§ **EXCERPT**:
:::::

ÅRABROT – Who Do You Love

ÅRABROT – Who Do You Love

Årabrot is a noise-rock/alternative  project created by Kjetil Nernes (songwriter, guitar and vocals) and Vidar Evensen (drums and visuals) in 2001. In 2013, the latter left and Årabrot continued as a one man band until recent addition of Stian Skagen (Electronics). Musically, the band cite Death in June, Melvins, Lee Hazlewood, The Birthday Party and Swans as their main sources of inspiration, but heavy The Smashing Pumpkins (Mellon Collie And The Infinite Sadness), Depeche Mode (Songs Of Faith And Devotion), Nine Inch Nails (The Downward Spiral), Marilyn Manson (Antichrist Superstar), David Bowie and Talking Heads influence is palpable throughout this ninth full length "Who Do You Love". 


Arabrot’s lyricism includes macabre renditions of classic works like the Bible and Dante’s Inferno and philosophical themes such as existentialism of Albert Camus and Jean-Paul Sartre; the surrealism of Georges Bataille and Comte de Lautréamont; the eroticism of Henry Miller and Marquis de Sade; the romantic writings of Samuel Taylor Coleridge, Edgar Allan Poe and Thomas de Quincey; mystic thinkers such as Aleister Crowley and Jorge Luis Borges, oppositionals like Federico García Lorca and the Norwegian contrarian Jens Bjørneboe. These sophisticated lyrics Kjetil Nernes deliverse in highly diverse vocalization which is just as Billy Corgan (The Smashing Pumpkins) as John Joseph "Rotten" Lydon,  (Sex Pistols) or David Bowie with David Byrne (Talking Heads) or Trent Raznor (Nine Inch Nails) with Marilyn Manson, or even borderline Aaron Stainthorpe (My Dying Bride).

:::::

§ **Entries on finding named things**:
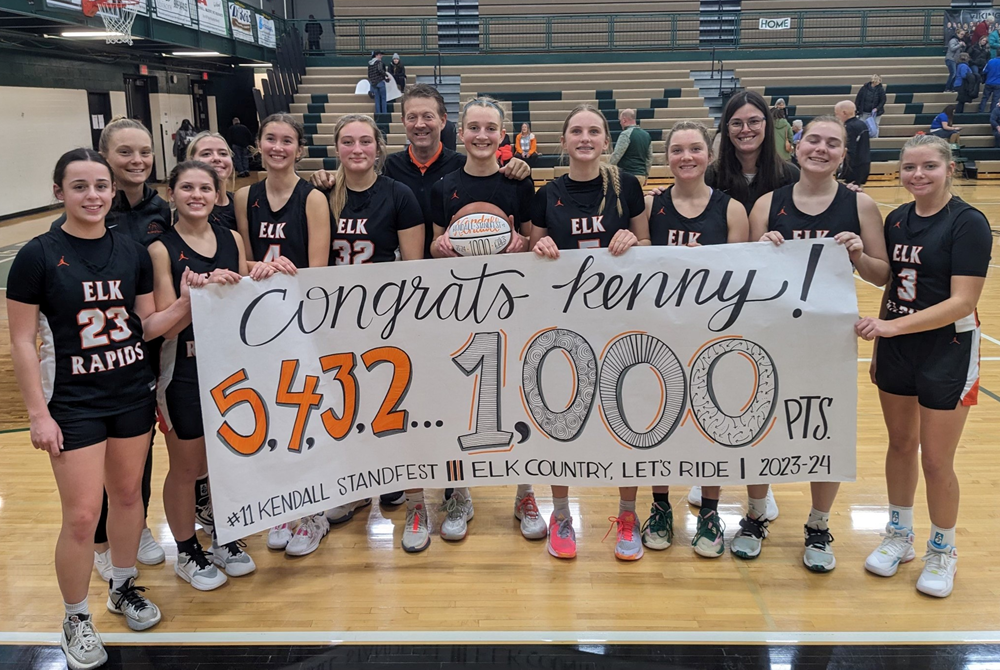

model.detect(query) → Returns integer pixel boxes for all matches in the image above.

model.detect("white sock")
[806,507,830,530]
[552,496,570,517]
[889,505,913,528]
[931,524,955,547]
[111,565,139,591]
[747,497,767,519]
[63,598,90,619]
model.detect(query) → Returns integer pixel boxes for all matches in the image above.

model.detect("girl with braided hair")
[531,105,649,561]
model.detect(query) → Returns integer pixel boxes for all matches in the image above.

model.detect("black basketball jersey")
[10,229,154,418]
[431,170,535,231]
[533,172,645,250]
[247,179,313,268]
[885,197,993,331]
[767,184,861,240]
[330,176,424,265]
[649,186,731,247]
[160,226,240,386]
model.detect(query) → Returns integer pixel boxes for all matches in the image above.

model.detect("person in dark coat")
[385,54,406,93]
[834,100,872,186]
[854,74,885,138]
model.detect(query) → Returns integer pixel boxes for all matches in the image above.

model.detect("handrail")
[287,8,945,56]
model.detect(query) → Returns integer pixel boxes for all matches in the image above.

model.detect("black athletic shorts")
[875,325,979,409]
[52,394,156,451]
[159,379,205,440]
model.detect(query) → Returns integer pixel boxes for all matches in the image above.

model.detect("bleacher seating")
[291,57,1000,181]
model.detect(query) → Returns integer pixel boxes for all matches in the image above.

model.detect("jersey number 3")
[76,307,132,349]
[896,268,917,302]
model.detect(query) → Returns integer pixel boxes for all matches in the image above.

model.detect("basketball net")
[81,0,139,45]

:::::

§ **THE TASKS**:
A. From the Årabrot review, copy the part that opens with the words containing "Arabrot’s lyricism includes" and closes with "(My Dying Bride).".
B. Turn every line of the records on finding named things into a JSON list of strings, one string per line, with blank lines dropped. Leave the pictures out.

§ **OUTPUTS FOR THE TASKS**:
A.
Arabrot’s lyricism includes macabre renditions of classic works like the Bible and Dante’s Inferno and philosophical themes such as existentialism of Albert Camus and Jean-Paul Sartre; the surrealism of Georges Bataille and Comte de Lautréamont; the eroticism of Henry Miller and Marquis de Sade; the romantic writings of Samuel Taylor Coleridge, Edgar Allan Poe and Thomas de Quincey; mystic thinkers such as Aleister Crowley and Jorge Luis Borges, oppositionals like Federico García Lorca and the Norwegian contrarian Jens Bjørneboe. These sophisticated lyrics Kjetil Nernes deliverse in highly diverse vocalization which is just as Billy Corgan (The Smashing Pumpkins) as John Joseph "Rotten" Lydon,  (Sex Pistols) or David Bowie with David Byrne (Talking Heads) or Trent Raznor (Nine Inch Nails) with Marilyn Manson, or even borderline Aaron Stainthorpe (My Dying Bride).

B.
[
  "model.detect(query) → Returns integer pixel boxes for all matches in the image above.",
  "model.detect(\"white sock\")",
  "[806,507,830,530]",
  "[552,496,570,517]",
  "[889,505,913,528]",
  "[931,524,955,547]",
  "[111,565,139,591]",
  "[747,497,767,519]",
  "[63,598,90,619]",
  "model.detect(query) → Returns integer pixel boxes for all matches in the image above.",
  "model.detect(\"girl with braided hair\")",
  "[531,105,649,561]",
  "model.detect(query) → Returns integer pixel boxes for all matches in the image above.",
  "model.detect(\"black basketball jersey\")",
  "[10,229,154,418]",
  "[431,170,535,231]",
  "[533,172,645,250]",
  "[247,179,313,268]",
  "[885,197,993,331]",
  "[767,184,861,240]",
  "[330,176,424,265]",
  "[649,186,731,247]",
  "[160,226,240,386]",
  "model.detect(query) → Returns integer pixel boxes for all matches in the image above.",
  "model.detect(\"person in dark coat\")",
  "[385,54,406,93]",
  "[834,100,872,186]",
  "[854,74,885,138]",
  "model.detect(query) → Returns integer pixel boxes for all matches in the image above.",
  "model.detect(\"handrail\")",
  "[287,8,945,56]",
  "model.detect(query) → Returns integer pixel boxes for all matches in the image above.",
  "model.detect(\"black athletic shorts\")",
  "[875,325,979,409]",
  "[52,394,156,451]",
  "[159,379,205,440]",
  "model.detect(query) → Returns integer pixel boxes for all matches in the image above.",
  "model.detect(\"bleacher seating\")",
  "[291,57,1000,181]",
  "model.detect(query) → Returns integer pixel boxes for all matches in the image above.",
  "model.detect(\"jersey number 3\")",
  "[76,307,132,349]",
  "[896,268,917,302]",
  "model.detect(query) → Returns integer pixel boxes for all matches in the image above.",
  "model.detect(\"basketball net\")",
  "[81,0,139,45]"
]